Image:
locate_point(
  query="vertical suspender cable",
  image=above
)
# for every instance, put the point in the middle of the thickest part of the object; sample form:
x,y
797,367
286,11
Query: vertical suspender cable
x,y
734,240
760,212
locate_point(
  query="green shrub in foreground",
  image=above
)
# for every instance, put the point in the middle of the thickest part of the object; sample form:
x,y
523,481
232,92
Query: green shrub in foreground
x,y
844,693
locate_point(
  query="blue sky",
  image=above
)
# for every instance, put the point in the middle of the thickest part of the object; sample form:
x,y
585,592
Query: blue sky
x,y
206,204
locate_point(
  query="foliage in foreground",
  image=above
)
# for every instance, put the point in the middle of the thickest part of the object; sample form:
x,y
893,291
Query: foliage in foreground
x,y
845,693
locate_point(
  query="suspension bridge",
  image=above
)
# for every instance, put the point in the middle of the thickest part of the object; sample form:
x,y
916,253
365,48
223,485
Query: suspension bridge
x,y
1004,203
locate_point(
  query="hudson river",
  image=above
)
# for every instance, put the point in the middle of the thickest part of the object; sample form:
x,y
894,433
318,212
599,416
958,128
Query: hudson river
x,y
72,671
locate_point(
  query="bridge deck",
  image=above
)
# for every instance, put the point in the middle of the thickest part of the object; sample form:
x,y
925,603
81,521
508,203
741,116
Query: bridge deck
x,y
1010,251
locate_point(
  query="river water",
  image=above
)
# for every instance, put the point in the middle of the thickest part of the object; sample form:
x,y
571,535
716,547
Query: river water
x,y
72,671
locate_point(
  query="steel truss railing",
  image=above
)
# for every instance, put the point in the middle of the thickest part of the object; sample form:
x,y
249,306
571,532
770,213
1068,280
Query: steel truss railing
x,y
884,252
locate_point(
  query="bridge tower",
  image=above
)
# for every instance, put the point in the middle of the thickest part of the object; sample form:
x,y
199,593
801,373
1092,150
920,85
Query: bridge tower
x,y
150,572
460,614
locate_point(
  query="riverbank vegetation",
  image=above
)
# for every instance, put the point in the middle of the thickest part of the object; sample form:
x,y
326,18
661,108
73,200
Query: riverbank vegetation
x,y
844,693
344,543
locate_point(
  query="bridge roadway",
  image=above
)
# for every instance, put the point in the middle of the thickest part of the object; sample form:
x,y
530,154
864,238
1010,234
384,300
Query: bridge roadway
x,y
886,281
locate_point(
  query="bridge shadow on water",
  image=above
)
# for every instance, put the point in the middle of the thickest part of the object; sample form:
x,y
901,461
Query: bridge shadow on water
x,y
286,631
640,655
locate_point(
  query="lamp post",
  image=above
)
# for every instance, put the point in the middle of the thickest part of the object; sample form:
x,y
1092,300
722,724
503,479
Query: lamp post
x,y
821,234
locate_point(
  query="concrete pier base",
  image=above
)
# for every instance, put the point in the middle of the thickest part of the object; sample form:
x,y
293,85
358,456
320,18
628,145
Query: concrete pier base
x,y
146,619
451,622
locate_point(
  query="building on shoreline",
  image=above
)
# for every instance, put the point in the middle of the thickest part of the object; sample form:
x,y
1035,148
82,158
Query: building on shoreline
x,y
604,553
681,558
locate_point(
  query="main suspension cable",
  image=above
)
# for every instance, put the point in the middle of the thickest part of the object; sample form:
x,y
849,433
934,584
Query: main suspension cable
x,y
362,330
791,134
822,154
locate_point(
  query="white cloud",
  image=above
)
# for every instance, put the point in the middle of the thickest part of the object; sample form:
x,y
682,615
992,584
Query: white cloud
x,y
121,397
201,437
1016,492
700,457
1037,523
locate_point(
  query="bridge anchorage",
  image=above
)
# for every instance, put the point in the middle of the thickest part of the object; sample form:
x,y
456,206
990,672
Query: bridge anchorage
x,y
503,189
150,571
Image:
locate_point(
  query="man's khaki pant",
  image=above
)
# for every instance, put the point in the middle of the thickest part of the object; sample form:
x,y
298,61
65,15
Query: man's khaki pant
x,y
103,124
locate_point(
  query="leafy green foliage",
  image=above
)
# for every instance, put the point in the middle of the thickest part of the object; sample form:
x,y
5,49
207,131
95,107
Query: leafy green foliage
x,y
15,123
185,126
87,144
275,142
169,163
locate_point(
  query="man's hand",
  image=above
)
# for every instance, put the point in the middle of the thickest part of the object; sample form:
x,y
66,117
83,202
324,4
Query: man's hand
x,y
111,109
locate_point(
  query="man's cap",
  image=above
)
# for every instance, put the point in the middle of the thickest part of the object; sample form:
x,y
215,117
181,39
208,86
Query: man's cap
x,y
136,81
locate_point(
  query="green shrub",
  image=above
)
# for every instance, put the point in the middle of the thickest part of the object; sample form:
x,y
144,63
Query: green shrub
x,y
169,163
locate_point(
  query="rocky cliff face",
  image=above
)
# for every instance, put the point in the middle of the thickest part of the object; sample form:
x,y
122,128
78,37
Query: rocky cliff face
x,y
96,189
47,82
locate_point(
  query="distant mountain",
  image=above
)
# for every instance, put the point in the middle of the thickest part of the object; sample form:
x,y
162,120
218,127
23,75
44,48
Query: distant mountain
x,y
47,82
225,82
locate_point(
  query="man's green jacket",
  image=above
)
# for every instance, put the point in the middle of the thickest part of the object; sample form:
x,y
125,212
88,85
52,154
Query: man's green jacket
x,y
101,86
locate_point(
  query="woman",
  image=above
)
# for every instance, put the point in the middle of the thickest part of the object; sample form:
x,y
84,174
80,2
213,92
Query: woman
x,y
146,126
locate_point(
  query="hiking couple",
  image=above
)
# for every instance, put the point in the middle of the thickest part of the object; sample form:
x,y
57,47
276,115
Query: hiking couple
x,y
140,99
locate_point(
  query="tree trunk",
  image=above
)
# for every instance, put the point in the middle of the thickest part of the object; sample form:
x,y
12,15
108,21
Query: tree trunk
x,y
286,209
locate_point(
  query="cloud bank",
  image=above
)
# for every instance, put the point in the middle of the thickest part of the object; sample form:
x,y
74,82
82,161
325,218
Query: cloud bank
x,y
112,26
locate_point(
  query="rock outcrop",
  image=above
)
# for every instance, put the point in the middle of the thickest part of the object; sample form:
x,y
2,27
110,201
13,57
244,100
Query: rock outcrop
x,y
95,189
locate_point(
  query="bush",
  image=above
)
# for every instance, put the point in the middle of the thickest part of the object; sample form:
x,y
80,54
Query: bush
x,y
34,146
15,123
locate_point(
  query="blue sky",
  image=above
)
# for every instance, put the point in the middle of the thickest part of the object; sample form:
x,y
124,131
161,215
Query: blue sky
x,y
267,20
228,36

* * * * * * * * *

All of the data is to be transcribed exactly as written.

### Solution to this problem
Image:
locate_point(
  query="vertical suspender cable",
  image=above
)
# for every instance, put the point in the middle of the thickest part of the object; sample form:
x,y
797,367
286,11
Query: vertical suspender cable
x,y
734,240
760,212
locate_point(
  query="green shrub in foreground",
  image=above
)
# for every instance, put the point in the middle of the thickest part of the object; sample form:
x,y
523,481
232,92
Query: green shrub in foreground
x,y
844,693
locate_point(
  query="blue sky",
  image=above
)
# for every instance, put the point in the middle of the thickest part of the object; sample form:
x,y
585,592
Query: blue sky
x,y
206,204
locate_point(
  query="foliage in foreground",
  image=above
)
# for every instance, put the point in the middle of the thickest part of the object; sample form:
x,y
893,291
Query: foliage in foreground
x,y
845,693
locate_point(
  query="suspension bridge",
  image=above
)
# for every instance, put the point in the middle of the thickest part of the object; sample form:
x,y
916,253
365,48
223,485
Query: suspension bridge
x,y
1004,203
locate_point(
  query="hudson river",
  image=above
)
# for every instance, put the point in the middle of the thickest part of the object; sample form:
x,y
894,433
318,212
599,416
958,128
Query: hudson river
x,y
72,671
locate_point(
  query="bridge deck",
  image=above
)
# for every instance, put the point in the middle of the thickest part of the object; sample form:
x,y
925,603
81,521
508,203
741,116
Query: bridge deck
x,y
1010,251
locate_point(
  query="river water",
  image=above
)
# for every instance, put the point in the middle of the thickest part of the object; sample form:
x,y
571,535
716,547
Query: river water
x,y
72,671
locate_point(
  query="steel truss railing",
  image=above
)
# for every instance, put the point in the middle of the thickest part of the object; sample form:
x,y
249,306
571,532
770,213
1068,280
Query: steel truss railing
x,y
884,252
locate_point(
  query="bridge tower",
  image=above
)
# for every instance, put the point in the middle of the thickest part of the object; sample form:
x,y
199,593
801,373
1092,150
920,85
Query: bridge tower
x,y
150,572
460,614
locate_point(
  query="riverbank vegetation",
  image=above
)
# for every instance, put the point in the middle of the thickest part of the object; sample form:
x,y
326,18
661,108
73,200
Query: riverbank vegetation
x,y
844,693
344,543
locate_point(
  query="bridge roadway",
  image=above
)
# for every instance, put the point in the middle of the thickest part of the object; sample form:
x,y
530,154
864,238
1010,234
384,300
Query: bridge roadway
x,y
886,281
locate_point(
  query="bridge shadow on water",
  image=above
)
# for every instance, put the point in the middle of the thickest part of the object; sample form:
x,y
901,461
Query: bridge shadow on water
x,y
286,631
640,655
locate_point(
  query="lamp post",
  image=above
)
# for every instance, put the point in the middle of the thickest part of the object; sample form:
x,y
1092,300
722,724
503,479
Query: lamp post
x,y
821,234
locate_point(
  query="concrete pier base",
  image=above
)
# for every instance, put the point in the middle of the thickest part of the object; sample form:
x,y
293,85
358,456
320,18
628,145
Query: concrete pier base
x,y
146,619
451,622
locate_point(
  query="building on shoreline",
  image=above
)
# for every instance, put the point in the middle of the thickest part of the object; sample form:
x,y
1035,148
82,158
Query: building on shoreline
x,y
604,553
681,558
locate_point(
  query="main suspension cable",
  image=above
)
# for every instance, put the point in the middle of the thickest part of the object; sample form:
x,y
849,433
934,584
Query: main suspension cable
x,y
362,330
791,134
822,154
locate_point(
  query="white cloud",
  image=above
)
# for every instance, put the point in the middle of the thickest part of the object; sample form:
x,y
682,615
992,584
Query: white cloud
x,y
121,397
201,437
1016,492
700,457
1037,523
locate_point(
  query="bridge anchorage",
  image=above
)
# for every instance, put the point in the middle of the thickest part of the object; sample form:
x,y
456,206
990,672
Query: bridge anchorage
x,y
503,189
150,571
Image:
locate_point(
  query="man's khaki pant",
  image=above
)
# for every instance, put the point in the middle of the thickest part of the object; sample form:
x,y
298,61
65,15
Query: man's khaki pant
x,y
103,124
locate_point(
  query="leafy green foliage",
  image=above
)
# for every instance, put the point in the middle of the thickest part of the object; sample form:
x,y
5,49
207,131
95,107
Query: leafy green foliage
x,y
15,123
185,126
87,144
275,142
169,163
locate_point(
  query="man's hand",
  image=above
)
# for every instance, put the point in the middle of the thickest part of the object; sample form:
x,y
66,117
83,202
324,4
Query: man's hand
x,y
111,109
locate_point(
  query="man's cap",
  image=above
)
# for every instance, put the point in the middle of the thickest part of the object; sample form:
x,y
215,117
181,39
208,86
Query: man's cap
x,y
136,81
locate_point(
  query="green shrub",
  image=above
)
# for every instance, put the point in the middle of the thickest part of the object; sample form:
x,y
144,63
Query: green shrub
x,y
169,163
locate_point(
  query="rocky cliff face",
  image=above
)
# for every instance, put the point in the middle of the thickest part of the object; sample form:
x,y
122,128
78,37
Query: rocky cliff face
x,y
96,189
47,82
locate_point(
  query="distant mountain",
  image=above
)
# for every instance, put the point in the middle of the thickest part of the object; sample form:
x,y
162,120
218,127
23,75
44,48
Query: distant mountain
x,y
47,82
225,82
locate_point(
  query="man's green jacket",
  image=above
)
# for every instance, put the point in the middle of the thickest part of the object; sample form:
x,y
125,212
88,85
52,154
Query: man's green jacket
x,y
101,86
locate_point(
  query="woman",
  image=above
)
# for every instance, put the point in the middle of the thickest part of the object; sample form:
x,y
84,174
80,2
213,92
Query: woman
x,y
146,126
locate_point(
  query="hiking couple",
  image=above
)
# for every instance, put the point in the middle of the thickest part of the object; sample form:
x,y
57,47
276,115
Query: hiking couple
x,y
140,99
locate_point(
  query="tree trunk",
  image=above
)
# for every instance, put the point in the middle of the thickest part of the object; sample form:
x,y
12,15
108,21
Query: tree trunk
x,y
286,209
locate_point(
  query="cloud bank",
  image=above
)
# for every instance, put the point in the middle of the thickest part of the object; sample form:
x,y
74,82
82,161
325,218
Query: cloud bank
x,y
112,26
locate_point(
  query="rock outcrop",
  image=above
)
# for every instance, put the point in the middle of the thickest part of the object; sample form:
x,y
2,27
110,201
13,57
244,100
Query: rock outcrop
x,y
95,189
locate_point(
  query="bush",
  image=above
)
# for every instance, put the point in the middle of the thickest part of the object; sample form:
x,y
80,54
Query: bush
x,y
34,146
15,123
locate_point(
  query="blue sky",
  image=above
)
# for every instance, put the point in the middle of the thickest part of the object; sample form:
x,y
124,131
161,215
Query: blue sky
x,y
267,20
228,36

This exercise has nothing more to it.